Assignment: Everything from the line containing "Exercise. Point out every instance of the moss clump" through the end of the entries below must be set down exactly, and nothing else.

Task data:
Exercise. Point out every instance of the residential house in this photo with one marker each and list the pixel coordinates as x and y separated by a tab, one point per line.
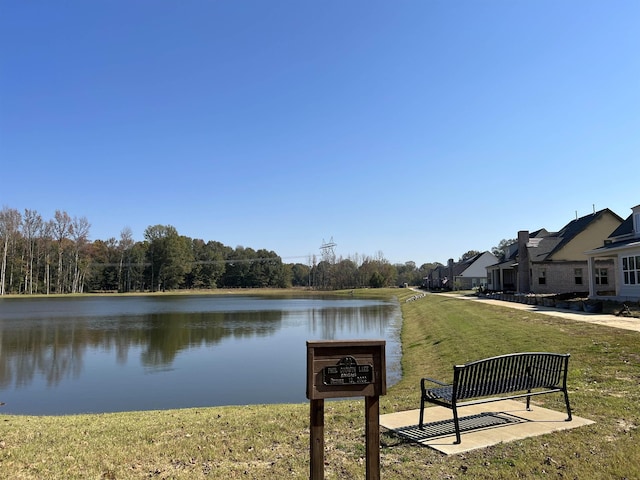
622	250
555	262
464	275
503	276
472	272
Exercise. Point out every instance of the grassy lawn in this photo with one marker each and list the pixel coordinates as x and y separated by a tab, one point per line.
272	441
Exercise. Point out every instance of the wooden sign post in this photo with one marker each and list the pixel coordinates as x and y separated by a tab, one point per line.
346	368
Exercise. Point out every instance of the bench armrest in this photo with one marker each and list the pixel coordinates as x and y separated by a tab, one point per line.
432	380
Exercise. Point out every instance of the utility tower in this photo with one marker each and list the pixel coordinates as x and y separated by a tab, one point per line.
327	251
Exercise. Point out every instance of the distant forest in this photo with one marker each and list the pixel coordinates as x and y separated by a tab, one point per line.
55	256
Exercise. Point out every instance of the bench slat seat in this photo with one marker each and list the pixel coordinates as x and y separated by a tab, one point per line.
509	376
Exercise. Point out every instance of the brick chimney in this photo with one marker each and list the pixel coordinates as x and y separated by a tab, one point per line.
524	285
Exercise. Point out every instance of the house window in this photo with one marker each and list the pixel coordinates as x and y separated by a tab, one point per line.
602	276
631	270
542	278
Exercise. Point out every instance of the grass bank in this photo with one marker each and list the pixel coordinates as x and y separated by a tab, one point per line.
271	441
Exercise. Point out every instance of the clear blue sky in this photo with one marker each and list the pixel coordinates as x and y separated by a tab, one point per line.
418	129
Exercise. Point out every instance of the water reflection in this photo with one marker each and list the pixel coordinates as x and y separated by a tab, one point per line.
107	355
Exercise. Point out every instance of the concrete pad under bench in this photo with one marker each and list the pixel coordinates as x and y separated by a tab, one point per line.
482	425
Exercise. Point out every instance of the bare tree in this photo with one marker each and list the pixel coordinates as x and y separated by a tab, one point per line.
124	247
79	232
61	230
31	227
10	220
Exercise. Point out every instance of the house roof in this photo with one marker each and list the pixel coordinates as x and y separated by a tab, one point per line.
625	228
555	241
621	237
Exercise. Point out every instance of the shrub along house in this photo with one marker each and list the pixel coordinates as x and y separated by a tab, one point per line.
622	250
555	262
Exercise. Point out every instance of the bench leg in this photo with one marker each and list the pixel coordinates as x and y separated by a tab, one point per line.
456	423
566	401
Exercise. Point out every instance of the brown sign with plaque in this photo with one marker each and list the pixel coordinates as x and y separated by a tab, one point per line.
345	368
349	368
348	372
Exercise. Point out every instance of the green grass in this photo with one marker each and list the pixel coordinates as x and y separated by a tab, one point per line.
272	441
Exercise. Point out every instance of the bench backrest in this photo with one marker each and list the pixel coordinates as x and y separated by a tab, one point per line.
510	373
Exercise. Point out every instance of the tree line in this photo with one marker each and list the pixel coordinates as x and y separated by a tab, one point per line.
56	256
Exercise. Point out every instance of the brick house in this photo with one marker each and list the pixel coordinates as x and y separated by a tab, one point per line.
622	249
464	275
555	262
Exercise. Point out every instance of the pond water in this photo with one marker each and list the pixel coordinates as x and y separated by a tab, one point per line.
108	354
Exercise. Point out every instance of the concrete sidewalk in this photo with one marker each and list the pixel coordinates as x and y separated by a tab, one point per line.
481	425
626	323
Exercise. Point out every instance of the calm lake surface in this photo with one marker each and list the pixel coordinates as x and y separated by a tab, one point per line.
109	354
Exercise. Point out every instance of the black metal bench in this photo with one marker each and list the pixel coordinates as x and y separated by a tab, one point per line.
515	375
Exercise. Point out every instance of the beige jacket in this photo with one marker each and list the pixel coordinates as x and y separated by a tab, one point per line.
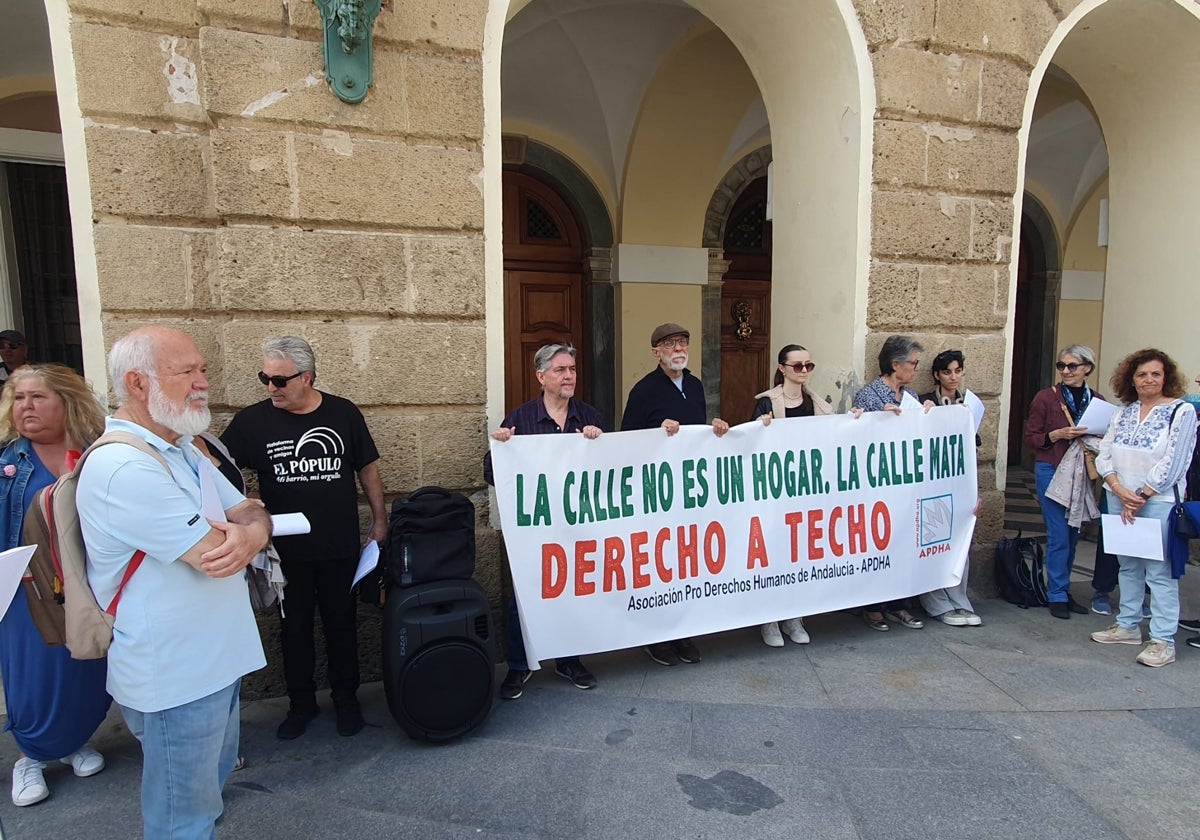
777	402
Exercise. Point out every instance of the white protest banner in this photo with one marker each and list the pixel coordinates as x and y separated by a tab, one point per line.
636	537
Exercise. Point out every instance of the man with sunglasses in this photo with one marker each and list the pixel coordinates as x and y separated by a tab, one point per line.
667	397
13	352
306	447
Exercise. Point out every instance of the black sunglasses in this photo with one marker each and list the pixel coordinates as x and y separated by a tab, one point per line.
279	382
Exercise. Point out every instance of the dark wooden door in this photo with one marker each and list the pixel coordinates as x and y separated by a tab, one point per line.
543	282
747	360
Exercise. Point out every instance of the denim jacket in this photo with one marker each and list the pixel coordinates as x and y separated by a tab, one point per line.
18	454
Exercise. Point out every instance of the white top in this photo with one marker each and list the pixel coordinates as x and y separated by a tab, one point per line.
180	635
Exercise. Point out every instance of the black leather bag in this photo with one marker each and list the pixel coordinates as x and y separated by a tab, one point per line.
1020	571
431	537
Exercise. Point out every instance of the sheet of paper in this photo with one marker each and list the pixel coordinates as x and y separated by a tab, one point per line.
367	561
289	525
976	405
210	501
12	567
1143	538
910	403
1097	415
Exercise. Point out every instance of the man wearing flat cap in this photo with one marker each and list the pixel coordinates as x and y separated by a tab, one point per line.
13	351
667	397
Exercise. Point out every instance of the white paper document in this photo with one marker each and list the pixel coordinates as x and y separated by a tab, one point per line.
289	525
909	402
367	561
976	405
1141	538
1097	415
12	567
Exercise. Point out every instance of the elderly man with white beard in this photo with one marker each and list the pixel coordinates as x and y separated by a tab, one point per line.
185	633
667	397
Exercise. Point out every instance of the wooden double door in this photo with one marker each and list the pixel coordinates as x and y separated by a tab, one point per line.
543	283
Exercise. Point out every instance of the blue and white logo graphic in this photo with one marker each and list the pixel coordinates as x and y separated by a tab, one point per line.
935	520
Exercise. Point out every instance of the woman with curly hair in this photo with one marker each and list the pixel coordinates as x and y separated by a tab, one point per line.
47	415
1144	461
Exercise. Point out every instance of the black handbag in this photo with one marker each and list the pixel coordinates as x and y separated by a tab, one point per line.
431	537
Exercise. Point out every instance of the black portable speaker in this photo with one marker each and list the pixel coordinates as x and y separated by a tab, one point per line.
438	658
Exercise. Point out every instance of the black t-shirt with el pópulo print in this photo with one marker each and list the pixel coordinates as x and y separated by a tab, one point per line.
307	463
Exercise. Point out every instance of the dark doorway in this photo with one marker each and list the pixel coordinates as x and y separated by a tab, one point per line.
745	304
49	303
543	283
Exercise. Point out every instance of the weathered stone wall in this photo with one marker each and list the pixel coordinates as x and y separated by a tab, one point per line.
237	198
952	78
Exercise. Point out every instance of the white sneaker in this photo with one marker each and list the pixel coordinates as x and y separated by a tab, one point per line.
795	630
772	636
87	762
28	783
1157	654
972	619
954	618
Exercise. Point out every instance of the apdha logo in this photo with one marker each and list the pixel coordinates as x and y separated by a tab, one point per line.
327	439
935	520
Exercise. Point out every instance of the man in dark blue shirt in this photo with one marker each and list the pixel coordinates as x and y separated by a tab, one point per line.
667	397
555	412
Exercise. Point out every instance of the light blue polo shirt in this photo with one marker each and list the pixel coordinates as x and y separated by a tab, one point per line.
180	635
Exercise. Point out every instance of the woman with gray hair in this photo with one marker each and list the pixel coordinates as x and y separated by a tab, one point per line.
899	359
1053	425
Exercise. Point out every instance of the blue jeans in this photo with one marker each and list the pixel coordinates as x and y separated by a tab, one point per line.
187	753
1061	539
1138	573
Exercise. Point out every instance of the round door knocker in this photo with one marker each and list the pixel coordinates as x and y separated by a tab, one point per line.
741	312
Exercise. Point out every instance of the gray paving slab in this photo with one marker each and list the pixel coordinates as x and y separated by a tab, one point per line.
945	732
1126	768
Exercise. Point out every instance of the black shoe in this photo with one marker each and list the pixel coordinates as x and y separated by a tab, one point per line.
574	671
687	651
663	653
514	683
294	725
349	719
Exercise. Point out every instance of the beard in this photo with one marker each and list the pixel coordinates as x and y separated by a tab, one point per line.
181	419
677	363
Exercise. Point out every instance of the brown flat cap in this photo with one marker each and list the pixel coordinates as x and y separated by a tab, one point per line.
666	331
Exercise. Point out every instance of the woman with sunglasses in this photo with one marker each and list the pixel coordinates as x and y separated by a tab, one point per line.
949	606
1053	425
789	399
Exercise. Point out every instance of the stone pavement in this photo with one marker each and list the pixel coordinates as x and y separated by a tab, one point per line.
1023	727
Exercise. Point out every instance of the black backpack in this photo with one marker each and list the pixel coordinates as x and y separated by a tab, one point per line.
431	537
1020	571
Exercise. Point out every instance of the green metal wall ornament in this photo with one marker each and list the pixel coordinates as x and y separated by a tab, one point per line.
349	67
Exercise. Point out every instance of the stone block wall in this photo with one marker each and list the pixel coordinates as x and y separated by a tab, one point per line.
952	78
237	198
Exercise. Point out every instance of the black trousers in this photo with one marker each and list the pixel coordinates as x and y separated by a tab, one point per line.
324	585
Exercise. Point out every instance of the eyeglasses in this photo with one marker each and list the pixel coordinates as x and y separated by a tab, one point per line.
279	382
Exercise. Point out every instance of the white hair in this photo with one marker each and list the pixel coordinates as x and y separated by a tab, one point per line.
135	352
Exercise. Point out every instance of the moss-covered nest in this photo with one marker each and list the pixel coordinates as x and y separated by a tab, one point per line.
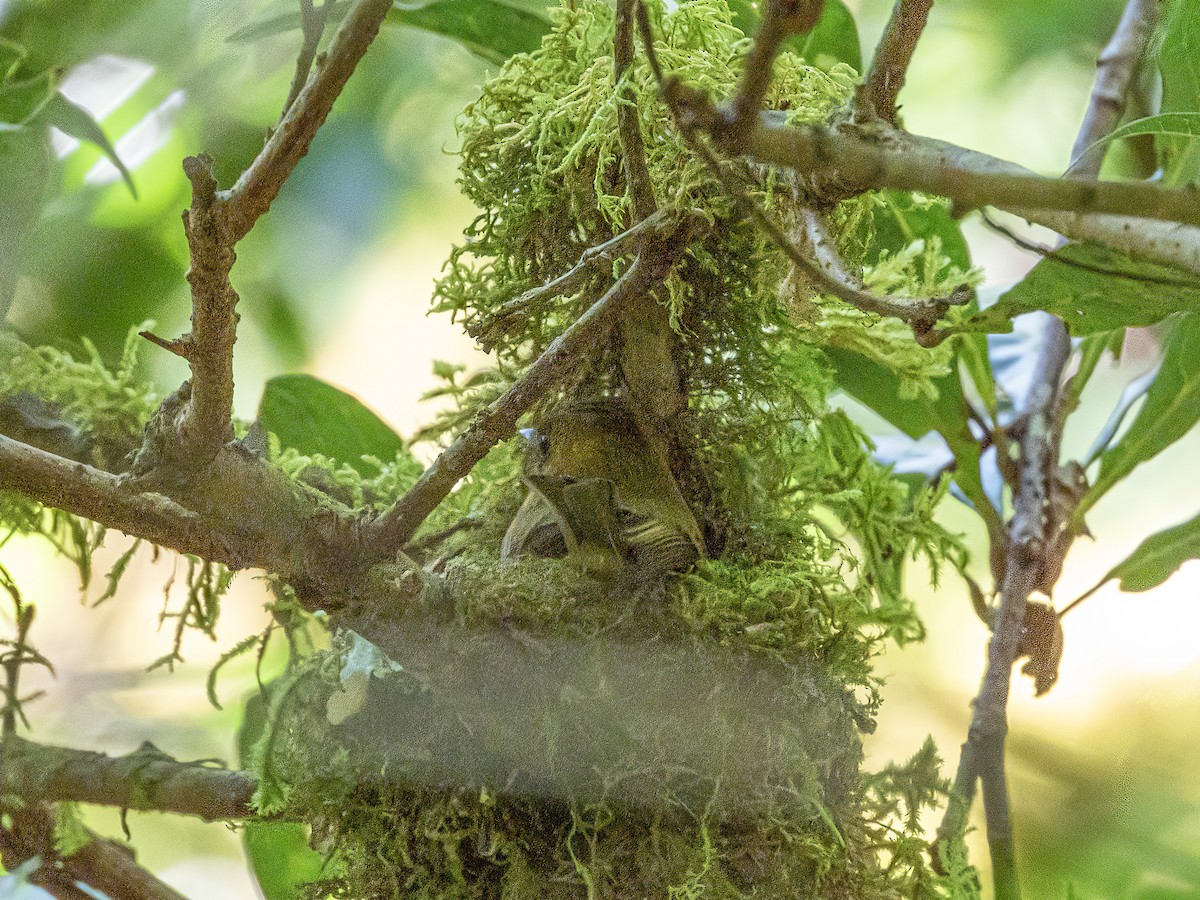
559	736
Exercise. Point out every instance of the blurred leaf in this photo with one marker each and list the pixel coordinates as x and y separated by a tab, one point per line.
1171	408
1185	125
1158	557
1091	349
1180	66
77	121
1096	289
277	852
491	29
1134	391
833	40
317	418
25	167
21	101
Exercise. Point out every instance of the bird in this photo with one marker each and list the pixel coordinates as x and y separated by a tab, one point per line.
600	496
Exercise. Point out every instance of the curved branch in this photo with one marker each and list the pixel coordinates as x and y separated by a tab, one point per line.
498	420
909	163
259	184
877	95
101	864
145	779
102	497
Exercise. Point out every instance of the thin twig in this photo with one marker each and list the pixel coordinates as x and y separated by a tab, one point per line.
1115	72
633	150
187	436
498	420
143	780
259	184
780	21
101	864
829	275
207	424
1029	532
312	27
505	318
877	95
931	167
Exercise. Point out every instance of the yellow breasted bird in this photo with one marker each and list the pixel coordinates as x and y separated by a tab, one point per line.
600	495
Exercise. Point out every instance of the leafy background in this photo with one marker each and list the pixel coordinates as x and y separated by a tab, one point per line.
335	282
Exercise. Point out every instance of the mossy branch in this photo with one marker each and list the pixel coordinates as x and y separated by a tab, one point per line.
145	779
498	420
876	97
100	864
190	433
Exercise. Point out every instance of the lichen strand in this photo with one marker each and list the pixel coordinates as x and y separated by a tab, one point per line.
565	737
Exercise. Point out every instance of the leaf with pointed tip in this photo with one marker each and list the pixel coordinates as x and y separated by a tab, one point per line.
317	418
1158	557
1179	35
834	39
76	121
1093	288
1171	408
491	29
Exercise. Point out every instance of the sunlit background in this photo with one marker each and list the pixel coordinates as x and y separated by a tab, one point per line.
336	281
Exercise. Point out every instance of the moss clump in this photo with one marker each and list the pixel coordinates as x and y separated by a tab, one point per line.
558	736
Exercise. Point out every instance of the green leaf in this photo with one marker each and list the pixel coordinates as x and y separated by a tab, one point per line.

Exercise output:
Exercise. Point out every instance of the moss clump in this photo with one marker each and list the pixel coordinates as x and y separated by a tab, one point per line.
558	736
Exercise. Point out every instance of the green leaf in this photo with one marker each and list the pixel coordinates as x and y separated by a tab, one point per line.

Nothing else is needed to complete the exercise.